Instructions for the task: Extract every entry word for word.

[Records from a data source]
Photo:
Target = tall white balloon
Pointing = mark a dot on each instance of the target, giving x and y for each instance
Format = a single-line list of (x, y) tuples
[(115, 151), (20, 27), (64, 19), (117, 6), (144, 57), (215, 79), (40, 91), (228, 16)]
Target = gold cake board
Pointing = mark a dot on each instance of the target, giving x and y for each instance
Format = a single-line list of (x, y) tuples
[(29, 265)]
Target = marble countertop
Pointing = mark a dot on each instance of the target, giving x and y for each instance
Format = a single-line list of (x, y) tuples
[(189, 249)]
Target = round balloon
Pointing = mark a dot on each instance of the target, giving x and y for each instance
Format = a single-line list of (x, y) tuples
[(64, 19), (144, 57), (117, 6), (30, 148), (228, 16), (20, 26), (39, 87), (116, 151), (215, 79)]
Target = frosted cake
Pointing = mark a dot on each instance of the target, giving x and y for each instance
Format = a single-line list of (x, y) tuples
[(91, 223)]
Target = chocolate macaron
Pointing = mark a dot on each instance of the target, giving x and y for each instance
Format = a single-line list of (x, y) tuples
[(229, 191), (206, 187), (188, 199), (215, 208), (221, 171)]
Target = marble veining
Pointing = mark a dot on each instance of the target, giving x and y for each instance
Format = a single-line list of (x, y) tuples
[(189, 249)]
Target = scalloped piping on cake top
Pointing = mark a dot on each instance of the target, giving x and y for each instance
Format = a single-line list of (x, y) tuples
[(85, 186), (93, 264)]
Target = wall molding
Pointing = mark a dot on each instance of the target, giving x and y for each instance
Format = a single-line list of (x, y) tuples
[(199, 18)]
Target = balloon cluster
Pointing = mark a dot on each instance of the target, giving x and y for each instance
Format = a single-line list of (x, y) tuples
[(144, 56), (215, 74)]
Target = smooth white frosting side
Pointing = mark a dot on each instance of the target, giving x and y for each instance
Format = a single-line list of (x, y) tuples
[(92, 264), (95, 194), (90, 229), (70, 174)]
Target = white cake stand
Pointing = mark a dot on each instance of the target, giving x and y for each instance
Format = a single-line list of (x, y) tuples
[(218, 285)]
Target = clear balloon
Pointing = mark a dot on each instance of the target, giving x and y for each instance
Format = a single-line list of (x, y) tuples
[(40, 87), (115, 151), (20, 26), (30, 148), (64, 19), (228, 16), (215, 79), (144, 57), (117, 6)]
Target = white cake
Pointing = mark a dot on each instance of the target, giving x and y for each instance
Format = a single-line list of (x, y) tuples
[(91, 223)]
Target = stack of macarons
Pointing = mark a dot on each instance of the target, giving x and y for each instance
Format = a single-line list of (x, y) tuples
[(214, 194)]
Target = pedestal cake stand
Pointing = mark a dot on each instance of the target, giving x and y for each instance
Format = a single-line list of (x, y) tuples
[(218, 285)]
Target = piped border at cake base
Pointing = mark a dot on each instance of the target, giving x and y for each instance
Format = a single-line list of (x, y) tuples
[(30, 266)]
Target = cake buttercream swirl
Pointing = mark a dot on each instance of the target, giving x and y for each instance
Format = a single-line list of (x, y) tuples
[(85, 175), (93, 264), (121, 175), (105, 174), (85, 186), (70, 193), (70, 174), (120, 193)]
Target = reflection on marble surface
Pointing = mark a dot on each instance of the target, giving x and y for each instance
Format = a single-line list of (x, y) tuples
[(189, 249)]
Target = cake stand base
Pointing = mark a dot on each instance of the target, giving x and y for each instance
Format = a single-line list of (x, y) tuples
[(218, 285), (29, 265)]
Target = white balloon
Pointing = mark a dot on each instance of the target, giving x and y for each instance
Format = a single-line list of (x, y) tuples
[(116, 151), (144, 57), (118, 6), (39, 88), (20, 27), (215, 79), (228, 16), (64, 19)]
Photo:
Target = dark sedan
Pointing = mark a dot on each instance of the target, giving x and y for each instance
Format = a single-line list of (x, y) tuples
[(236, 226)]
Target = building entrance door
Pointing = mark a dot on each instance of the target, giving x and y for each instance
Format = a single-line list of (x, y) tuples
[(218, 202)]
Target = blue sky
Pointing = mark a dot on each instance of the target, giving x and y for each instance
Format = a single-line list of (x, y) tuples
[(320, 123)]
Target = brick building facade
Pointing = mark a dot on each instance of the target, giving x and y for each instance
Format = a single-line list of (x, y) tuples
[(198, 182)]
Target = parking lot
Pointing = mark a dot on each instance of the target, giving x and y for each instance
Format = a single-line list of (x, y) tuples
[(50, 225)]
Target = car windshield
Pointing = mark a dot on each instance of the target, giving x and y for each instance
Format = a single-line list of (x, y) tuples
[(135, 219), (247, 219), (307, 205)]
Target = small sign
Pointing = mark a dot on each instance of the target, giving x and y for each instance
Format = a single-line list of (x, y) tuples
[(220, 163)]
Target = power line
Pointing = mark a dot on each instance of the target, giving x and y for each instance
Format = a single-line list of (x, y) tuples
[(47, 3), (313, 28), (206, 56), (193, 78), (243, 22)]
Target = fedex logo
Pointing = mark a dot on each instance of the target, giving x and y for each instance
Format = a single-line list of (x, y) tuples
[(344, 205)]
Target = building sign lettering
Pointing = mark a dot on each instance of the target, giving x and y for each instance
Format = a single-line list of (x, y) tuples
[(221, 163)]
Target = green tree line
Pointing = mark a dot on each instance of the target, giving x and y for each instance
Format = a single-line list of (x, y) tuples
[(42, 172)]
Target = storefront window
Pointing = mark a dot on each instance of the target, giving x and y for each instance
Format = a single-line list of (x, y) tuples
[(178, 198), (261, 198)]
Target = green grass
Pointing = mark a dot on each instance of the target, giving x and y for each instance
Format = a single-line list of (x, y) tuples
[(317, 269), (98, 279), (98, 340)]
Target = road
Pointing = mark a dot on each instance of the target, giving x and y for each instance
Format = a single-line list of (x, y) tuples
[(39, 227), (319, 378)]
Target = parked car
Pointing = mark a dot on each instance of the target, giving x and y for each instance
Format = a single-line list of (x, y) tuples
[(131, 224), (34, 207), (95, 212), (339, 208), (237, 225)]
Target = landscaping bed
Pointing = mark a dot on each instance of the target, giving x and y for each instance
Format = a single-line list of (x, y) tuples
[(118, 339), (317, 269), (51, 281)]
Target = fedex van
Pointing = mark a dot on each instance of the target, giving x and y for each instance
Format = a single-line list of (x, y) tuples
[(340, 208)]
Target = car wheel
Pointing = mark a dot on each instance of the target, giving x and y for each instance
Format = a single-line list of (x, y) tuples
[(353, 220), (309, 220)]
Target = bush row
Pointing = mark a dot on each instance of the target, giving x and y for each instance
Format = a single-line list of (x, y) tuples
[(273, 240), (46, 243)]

Solution to this task:
Photo:
Target = tall white balloon
Pointing = mark a dot on each instance of the target, giving x and y for each instance
Format = a single-line list of (x, y) tuples
[(115, 151), (20, 27), (64, 19), (117, 6), (144, 57), (215, 79), (40, 91), (228, 16)]
Target = gold cake board
Pointing = mark a dot on each instance of the target, giving x and y for each instance
Format = a single-line list of (x, y) tuples
[(29, 265)]
Target = marble countertop
Pointing = mark a dot on each instance of the target, giving x and y for each instance
Format = a single-line list of (x, y) tuples
[(189, 249)]
Target = round balloon
Pointing = mark a dot on each instance of the target, giving x and y for each instance
Format = a single-line list of (x, y) tuples
[(64, 19), (144, 57), (117, 6), (30, 148), (228, 16), (20, 26), (39, 87), (116, 151), (215, 79)]
Target = frosted cake
Pointing = mark a dot on each instance of the target, giving x and y for each instance
Format = a single-line list of (x, y) tuples
[(91, 223)]
Target = chocolate macaron
Pointing = mark a dot on each instance of the target, giving x and y for each instance
Format = a single-line list of (x, y) tuples
[(229, 191), (206, 187), (188, 199), (215, 208), (221, 171)]
Target = marble veining
Pointing = mark a dot on each instance of the target, giving x and y for each instance
Format = a single-line list of (x, y) tuples
[(189, 249)]
Target = scalloped piping on cake top
Pointing = mark a dot on each instance of the target, giving x and y for each instance
Format = a single-line list of (x, y) tuples
[(85, 186), (93, 264)]
Target = wall molding
Pointing = mark a dot on each instance of the target, giving x and y for each instance
Format = a single-line list of (x, y) tuples
[(199, 18)]
Target = balloon cluster
Pointing = mark a dot on each instance of the target, giving x and y for each instance
Format = a single-line list of (x, y) tuples
[(144, 56), (215, 74)]
Target = smooth white frosting side
Pointing = mark a dot on each instance of the target, giving x and y for each instance
Format = a single-line list of (x, y) tuples
[(92, 264), (95, 194), (90, 229), (70, 174)]
Target = white cake stand
Pointing = mark a dot on each instance of the target, giving x and y for each instance
Format = a single-line list of (x, y) tuples
[(218, 285)]
Target = clear balloon
Pointing = mark a dot on each instance of the target, giving x and y for each instance
Format = a single-line list of (x, y) tuples
[(40, 87), (115, 151), (20, 26), (30, 148), (64, 19), (228, 16), (215, 79), (144, 57), (117, 6)]
Target = white cake
Pointing = mark a dot on each instance of the target, giving x and y for each instance
Format = a single-line list of (x, y) tuples
[(91, 223)]
Target = stack of macarons
Pointing = mark a dot on each instance of the target, giving x and y for each instance
Format = a single-line list of (x, y) tuples
[(214, 194)]
Target = pedestal cake stand
Pointing = mark a dot on each instance of the target, giving x and y for each instance
Format = a single-line list of (x, y) tuples
[(218, 285)]
Target = piped border at cake base
Pointing = mark a dot on each instance of the target, giving x and y for each instance
Format = a single-line list of (x, y) tuples
[(30, 266)]
Target = cake buttercream swirl
Pointing = mark a dot on each instance of the target, giving x and y for each instance
Format = a single-line list of (x, y) tuples
[(85, 175), (93, 264), (121, 175), (105, 174), (85, 186), (70, 193), (70, 174), (120, 193)]
Target = reflection on marble surface
Pointing = mark a dot on each instance of the target, giving x and y for each instance
Format = a single-line list of (x, y) tuples
[(189, 249)]
Target = cake stand base
Pointing = mark a dot on each instance of the target, giving x and y for each instance
Format = a single-line list of (x, y) tuples
[(218, 285), (29, 265)]
Target = white balloon
Pointing = mark a dot on each instance of the target, giving x and y for each instance
Format = a single-line list of (x, y) tuples
[(116, 151), (144, 57), (118, 6), (39, 88), (20, 27), (215, 79), (228, 16), (64, 19)]
Photo:
Target = dark sedan
Pointing = mark a dot on each instance of the target, giving x and y for each instance
Format = a single-line list of (x, y) tuples
[(236, 226)]
Target = building entrance door
Pointing = mark a dot on each instance of the target, giving x and y for each instance
Format = a single-line list of (x, y) tuples
[(218, 202)]
Target = blue sky
Pointing = mark a dot on each instance of the target, giving x and y for each instance
Format = a single-line list of (x, y) tuples
[(320, 123)]
Target = brick building facade
Pointing = mark a dot on each instance of the target, giving x and y for each instance
Format = a single-line list of (x, y) tuples
[(198, 182)]
Target = parking lot
Pointing = mark a dot on each instance of the target, giving x and y for each instance
Format = a single-line list of (x, y) tuples
[(50, 225)]
Target = car windshield
Pointing = mark a dot on each instance of the target, giving x and y for each instance
Format = a single-line list of (x, y) tuples
[(135, 219), (247, 219), (307, 205)]
Target = small sign
Pointing = mark a dot on each instance of the target, giving x and y for each instance
Format = a single-line list of (x, y) tuples
[(220, 163)]
Target = power line
Pointing = mark a dot on each instance of the target, giving x and y for each instance
Format = a single-line list of (x, y) tuples
[(47, 3), (313, 28), (206, 56), (193, 78), (243, 22)]
Target = fedex logo
Pointing = mark a dot on each instance of the target, giving x and y for each instance
Format = a single-line list of (x, y) tuples
[(344, 205)]
Target = building sign lettering
Pointing = mark a dot on each instance of the target, giving x and y for each instance
Format = a single-line list of (x, y) tuples
[(221, 163)]
Target = green tree line
Pointing = mark a dot on each instance of the target, giving x and y for each instance
Format = a single-line list of (x, y) tuples
[(42, 172)]
Target = storefront window
Pointing = mark a dot on each instance of the target, giving x and y for each instance
Format = a single-line list of (x, y) tuples
[(178, 198), (261, 198)]
Target = green grass
Pointing = mark a dot on each instance of the target, giving x and y for each instance
Format = a single-line list of (x, y) tuples
[(317, 269), (98, 279), (98, 340)]
Target = road
Pointing = mark a dot on each instance of the target, giving x and y for each instance
Format = a single-line list of (x, y) tuples
[(39, 227), (319, 378)]
Target = parked car
Pointing = mark a dot on each instance of the target, giving x and y for each instance
Format = a single-line list of (x, y) tuples
[(131, 224), (34, 207), (95, 212), (339, 208), (237, 225)]
Target = landscaping bed
Pointing = mark a dot on each instance of the target, giving x and y for each instance
Format = a single-line list of (x, y) tuples
[(118, 339), (317, 269), (51, 281)]
Target = fedex van
Pointing = mark a dot on each instance of the target, giving x and y for each instance
Format = a single-line list of (x, y) tuples
[(340, 208)]
Target = car wheel
Pointing = mark a dot on each instance of the target, giving x and y for each instance
Format = a single-line list of (x, y) tuples
[(353, 220), (309, 220)]
Target = bush row
Pointing = mark a dot on each instance of the target, giving x and y for each instance
Format = a single-line list of (x, y) tuples
[(273, 240), (46, 243)]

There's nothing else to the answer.